[Referring expression grounding data]

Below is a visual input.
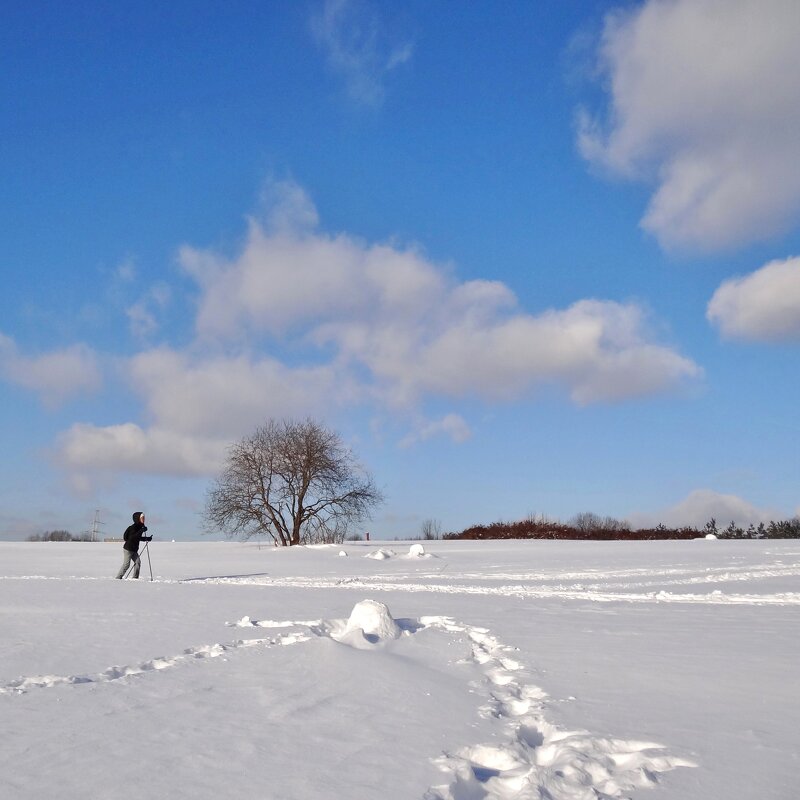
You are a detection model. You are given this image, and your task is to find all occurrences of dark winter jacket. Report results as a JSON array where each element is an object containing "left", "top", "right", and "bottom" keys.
[{"left": 123, "top": 511, "right": 152, "bottom": 553}]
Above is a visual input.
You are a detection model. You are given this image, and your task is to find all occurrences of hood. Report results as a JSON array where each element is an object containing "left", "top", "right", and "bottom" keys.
[{"left": 132, "top": 511, "right": 144, "bottom": 524}]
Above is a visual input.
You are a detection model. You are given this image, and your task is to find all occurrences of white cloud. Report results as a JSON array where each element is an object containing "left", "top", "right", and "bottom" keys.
[
  {"left": 0, "top": 333, "right": 101, "bottom": 407},
  {"left": 179, "top": 182, "right": 700, "bottom": 410},
  {"left": 629, "top": 488, "right": 779, "bottom": 529},
  {"left": 707, "top": 256, "right": 800, "bottom": 341},
  {"left": 579, "top": 0, "right": 800, "bottom": 250},
  {"left": 180, "top": 224, "right": 447, "bottom": 341},
  {"left": 57, "top": 423, "right": 225, "bottom": 478},
  {"left": 356, "top": 299, "right": 699, "bottom": 406},
  {"left": 128, "top": 348, "right": 340, "bottom": 438},
  {"left": 56, "top": 349, "right": 345, "bottom": 477},
  {"left": 310, "top": 0, "right": 412, "bottom": 106}
]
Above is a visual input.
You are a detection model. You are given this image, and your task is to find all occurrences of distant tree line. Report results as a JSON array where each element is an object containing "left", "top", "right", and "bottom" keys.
[
  {"left": 26, "top": 530, "right": 93, "bottom": 542},
  {"left": 444, "top": 513, "right": 800, "bottom": 541}
]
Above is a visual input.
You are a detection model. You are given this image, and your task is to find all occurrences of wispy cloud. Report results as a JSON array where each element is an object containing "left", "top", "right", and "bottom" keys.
[
  {"left": 311, "top": 0, "right": 412, "bottom": 106},
  {"left": 578, "top": 0, "right": 800, "bottom": 251},
  {"left": 115, "top": 257, "right": 137, "bottom": 283},
  {"left": 399, "top": 414, "right": 472, "bottom": 448},
  {"left": 126, "top": 282, "right": 172, "bottom": 339}
]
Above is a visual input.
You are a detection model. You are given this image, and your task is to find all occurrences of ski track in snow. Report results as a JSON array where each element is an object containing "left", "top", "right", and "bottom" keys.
[
  {"left": 1, "top": 603, "right": 696, "bottom": 798},
  {"left": 169, "top": 556, "right": 800, "bottom": 605},
  {"left": 4, "top": 560, "right": 800, "bottom": 604},
  {"left": 178, "top": 573, "right": 800, "bottom": 606}
]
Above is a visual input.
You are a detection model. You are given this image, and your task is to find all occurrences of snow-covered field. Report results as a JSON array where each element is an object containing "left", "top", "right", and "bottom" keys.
[{"left": 1, "top": 539, "right": 798, "bottom": 799}]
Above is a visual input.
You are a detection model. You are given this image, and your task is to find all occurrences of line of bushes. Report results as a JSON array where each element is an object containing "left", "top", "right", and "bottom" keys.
[{"left": 444, "top": 515, "right": 800, "bottom": 541}]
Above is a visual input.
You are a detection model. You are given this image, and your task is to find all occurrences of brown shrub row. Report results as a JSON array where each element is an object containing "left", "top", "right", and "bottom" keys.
[{"left": 446, "top": 519, "right": 699, "bottom": 541}]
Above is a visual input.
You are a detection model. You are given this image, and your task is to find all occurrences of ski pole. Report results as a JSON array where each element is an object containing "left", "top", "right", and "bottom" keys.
[{"left": 144, "top": 541, "right": 153, "bottom": 581}]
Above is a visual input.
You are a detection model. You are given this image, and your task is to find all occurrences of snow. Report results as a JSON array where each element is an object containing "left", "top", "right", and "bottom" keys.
[{"left": 1, "top": 539, "right": 798, "bottom": 799}]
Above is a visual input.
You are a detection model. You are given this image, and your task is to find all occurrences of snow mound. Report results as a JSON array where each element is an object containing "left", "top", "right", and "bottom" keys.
[
  {"left": 338, "top": 550, "right": 348, "bottom": 557},
  {"left": 408, "top": 543, "right": 425, "bottom": 557},
  {"left": 331, "top": 600, "right": 401, "bottom": 649},
  {"left": 366, "top": 548, "right": 396, "bottom": 560},
  {"left": 705, "top": 534, "right": 718, "bottom": 540}
]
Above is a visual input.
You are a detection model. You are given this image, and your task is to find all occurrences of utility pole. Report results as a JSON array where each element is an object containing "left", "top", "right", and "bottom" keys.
[{"left": 90, "top": 509, "right": 105, "bottom": 542}]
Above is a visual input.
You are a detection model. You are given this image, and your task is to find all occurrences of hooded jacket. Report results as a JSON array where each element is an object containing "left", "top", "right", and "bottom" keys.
[{"left": 123, "top": 512, "right": 151, "bottom": 553}]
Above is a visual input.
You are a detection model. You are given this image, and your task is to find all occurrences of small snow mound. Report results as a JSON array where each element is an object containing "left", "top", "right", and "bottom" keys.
[
  {"left": 333, "top": 600, "right": 401, "bottom": 648},
  {"left": 705, "top": 533, "right": 718, "bottom": 540},
  {"left": 366, "top": 548, "right": 395, "bottom": 560},
  {"left": 408, "top": 543, "right": 425, "bottom": 557},
  {"left": 338, "top": 550, "right": 348, "bottom": 557},
  {"left": 347, "top": 599, "right": 401, "bottom": 640}
]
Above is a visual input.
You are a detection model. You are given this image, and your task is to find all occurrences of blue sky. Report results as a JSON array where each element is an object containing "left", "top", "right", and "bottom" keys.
[{"left": 2, "top": 0, "right": 799, "bottom": 541}]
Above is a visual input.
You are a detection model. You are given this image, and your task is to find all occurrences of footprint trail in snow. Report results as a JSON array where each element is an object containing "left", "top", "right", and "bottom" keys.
[
  {"left": 419, "top": 614, "right": 695, "bottom": 799},
  {"left": 234, "top": 600, "right": 696, "bottom": 798},
  {"left": 1, "top": 598, "right": 695, "bottom": 797}
]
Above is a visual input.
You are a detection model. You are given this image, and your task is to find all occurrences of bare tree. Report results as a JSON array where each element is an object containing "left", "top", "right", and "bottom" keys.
[
  {"left": 420, "top": 518, "right": 442, "bottom": 540},
  {"left": 205, "top": 419, "right": 383, "bottom": 546}
]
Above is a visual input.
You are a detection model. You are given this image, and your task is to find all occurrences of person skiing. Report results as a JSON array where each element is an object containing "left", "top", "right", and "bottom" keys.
[{"left": 115, "top": 511, "right": 152, "bottom": 579}]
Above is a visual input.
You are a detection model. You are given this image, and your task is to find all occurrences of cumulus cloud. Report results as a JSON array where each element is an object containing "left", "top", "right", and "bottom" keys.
[
  {"left": 0, "top": 333, "right": 101, "bottom": 407},
  {"left": 128, "top": 348, "right": 340, "bottom": 438},
  {"left": 579, "top": 0, "right": 800, "bottom": 250},
  {"left": 57, "top": 422, "right": 226, "bottom": 478},
  {"left": 342, "top": 298, "right": 699, "bottom": 406},
  {"left": 629, "top": 488, "right": 779, "bottom": 529},
  {"left": 707, "top": 256, "right": 800, "bottom": 341},
  {"left": 180, "top": 183, "right": 700, "bottom": 410},
  {"left": 310, "top": 0, "right": 412, "bottom": 106}
]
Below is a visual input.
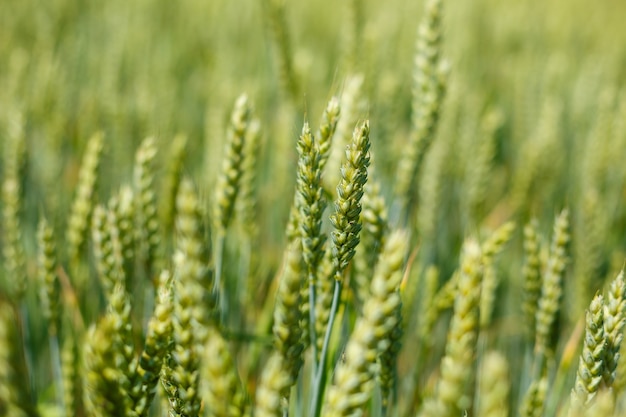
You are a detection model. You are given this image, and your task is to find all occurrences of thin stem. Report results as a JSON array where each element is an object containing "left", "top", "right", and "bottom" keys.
[
  {"left": 215, "top": 232, "right": 226, "bottom": 320},
  {"left": 309, "top": 279, "right": 342, "bottom": 417},
  {"left": 48, "top": 332, "right": 65, "bottom": 411},
  {"left": 309, "top": 281, "right": 318, "bottom": 374}
]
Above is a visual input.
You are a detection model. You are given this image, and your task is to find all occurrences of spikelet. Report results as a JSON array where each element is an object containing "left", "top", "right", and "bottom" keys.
[
  {"left": 323, "top": 230, "right": 407, "bottom": 417},
  {"left": 133, "top": 137, "right": 161, "bottom": 279},
  {"left": 67, "top": 132, "right": 104, "bottom": 263},
  {"left": 535, "top": 209, "right": 570, "bottom": 359},
  {"left": 477, "top": 351, "right": 510, "bottom": 417},
  {"left": 214, "top": 94, "right": 253, "bottom": 234},
  {"left": 420, "top": 239, "right": 483, "bottom": 417},
  {"left": 570, "top": 294, "right": 605, "bottom": 411}
]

• **Exercise requirements**
Please retype exactly the lines from the one containing "occurrences of cumulus" to the last line of the records above, both included, without any pictures.

• **Reply**
You are a detection model. You are given this image, and your task is to find all occurrences of cumulus cloud. Report results as a JSON array where each element is an object containing "left", "top", "right", and "bottom" keys.
[
  {"left": 0, "top": 333, "right": 101, "bottom": 407},
  {"left": 128, "top": 348, "right": 340, "bottom": 438},
  {"left": 579, "top": 0, "right": 800, "bottom": 250},
  {"left": 57, "top": 422, "right": 226, "bottom": 478},
  {"left": 342, "top": 298, "right": 699, "bottom": 406},
  {"left": 629, "top": 488, "right": 779, "bottom": 529},
  {"left": 707, "top": 256, "right": 800, "bottom": 341},
  {"left": 180, "top": 183, "right": 700, "bottom": 410},
  {"left": 310, "top": 0, "right": 412, "bottom": 106}
]
Below is a visual input.
You are a detection model. You are given this image, and your task is to find all occurrences of thin stem. Report results as a JSON array where each element is an object containing "left", "top", "right", and "bottom" keys.
[
  {"left": 215, "top": 232, "right": 226, "bottom": 320},
  {"left": 309, "top": 279, "right": 342, "bottom": 417},
  {"left": 48, "top": 332, "right": 65, "bottom": 411},
  {"left": 309, "top": 281, "right": 318, "bottom": 374}
]
Above is a visual input.
You are a detection model. You are given this image, and your task is to find all occurrences of spikelet. Report results as a JSON array where each element is an object containing "left", "top", "right", and "bottom" keys.
[
  {"left": 323, "top": 230, "right": 407, "bottom": 417},
  {"left": 133, "top": 137, "right": 161, "bottom": 279},
  {"left": 67, "top": 132, "right": 104, "bottom": 263},
  {"left": 535, "top": 209, "right": 570, "bottom": 359},
  {"left": 477, "top": 351, "right": 510, "bottom": 417},
  {"left": 214, "top": 94, "right": 253, "bottom": 234},
  {"left": 420, "top": 239, "right": 483, "bottom": 417},
  {"left": 570, "top": 294, "right": 605, "bottom": 411}
]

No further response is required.